SOURCE PASSAGE
┄┄┄┄┄┄┄┄┄┄┄┄┄┄┄┄┄┄┄┄
F1 Season comparison - Canada Grand Prix

Vettel overtook Lewis Hamilton in the championship after winning a very eventful Canadian Grand Prix. The race started with a big crash in the first lap and ended with a premature chequered flag after a local official got the lap number wrong prompting model Winnie Harlow to flag on the 69th lap rather than 70. A problem with engines meant Hamilton had to switch to an old one just before the race and encountered a power restriction when the cooling system had a problem.

Using Kantar Social TV Ratings (KSTR) data, our comparative series looks back at the social engagement during the 2017 season and how that compares to this season’s equivalent.


Looking at total tweets, the 2018 Canada Grand Prix received less tweets than the 2017 edition, however there is good news. This year there were more people tweeting which also provided a lot more impressions, with 83.2 million compared to 71.4 million last year. This shows that more people are creating less but more engaging content on Twitter.               

Looking at the top 5 countries by volume of tweets, we see a similar story to other races. The UK is top again in both years, followed by a similar list of countries. The United States provide the only change in the list from last year even though it is in a slightly different order

Hashtags are always dominated by the official tags, however when you compare 2018 to 2017 there is only 2 official hashtags in the top 5 opposed to 4. Sebastian Vettel appears in both lists despite not winning the race last year.
┄┄┄┄┄┄┄┄┄┄┄┄┄┄┄┄┄┄┄┄
WHAT THIS TASK INVOLVES
In the Canada Grand Prix comparison, explain why the race ended on the 69th lap rather than the 70th. The items have nothing to do with the Canada Grand Prix comparison.
┄┄┄┄┄┄┄┄┄┄┄┄┄┄┄┄┄┄┄┄
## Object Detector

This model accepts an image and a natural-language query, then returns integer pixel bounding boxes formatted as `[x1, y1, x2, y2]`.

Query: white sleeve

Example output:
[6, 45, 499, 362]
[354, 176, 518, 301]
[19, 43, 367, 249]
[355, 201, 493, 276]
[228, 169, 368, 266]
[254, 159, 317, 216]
┄┄┄┄┄┄┄┄┄┄┄┄┄┄┄┄┄┄┄┄
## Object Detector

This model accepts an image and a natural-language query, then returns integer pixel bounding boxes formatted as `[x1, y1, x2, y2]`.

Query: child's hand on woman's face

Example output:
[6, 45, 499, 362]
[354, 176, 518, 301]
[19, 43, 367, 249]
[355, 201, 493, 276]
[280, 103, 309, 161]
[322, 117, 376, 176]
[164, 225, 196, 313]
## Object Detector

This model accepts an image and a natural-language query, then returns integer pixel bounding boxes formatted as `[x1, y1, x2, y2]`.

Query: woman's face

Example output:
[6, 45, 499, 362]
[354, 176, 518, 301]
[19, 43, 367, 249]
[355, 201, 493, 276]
┄┄┄┄┄┄┄┄┄┄┄┄┄┄┄┄┄┄┄┄
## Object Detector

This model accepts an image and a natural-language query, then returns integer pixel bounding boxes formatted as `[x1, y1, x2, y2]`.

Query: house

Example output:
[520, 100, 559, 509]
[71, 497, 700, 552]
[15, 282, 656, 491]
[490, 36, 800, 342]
┄┄┄┄┄┄┄┄┄┄┄┄┄┄┄┄┄┄┄┄
TASK ANSWER
A local official got the lap number wrong. That error prompted model Winnie Harlow to show the chequered flag on the 69th lap instead of the 70th.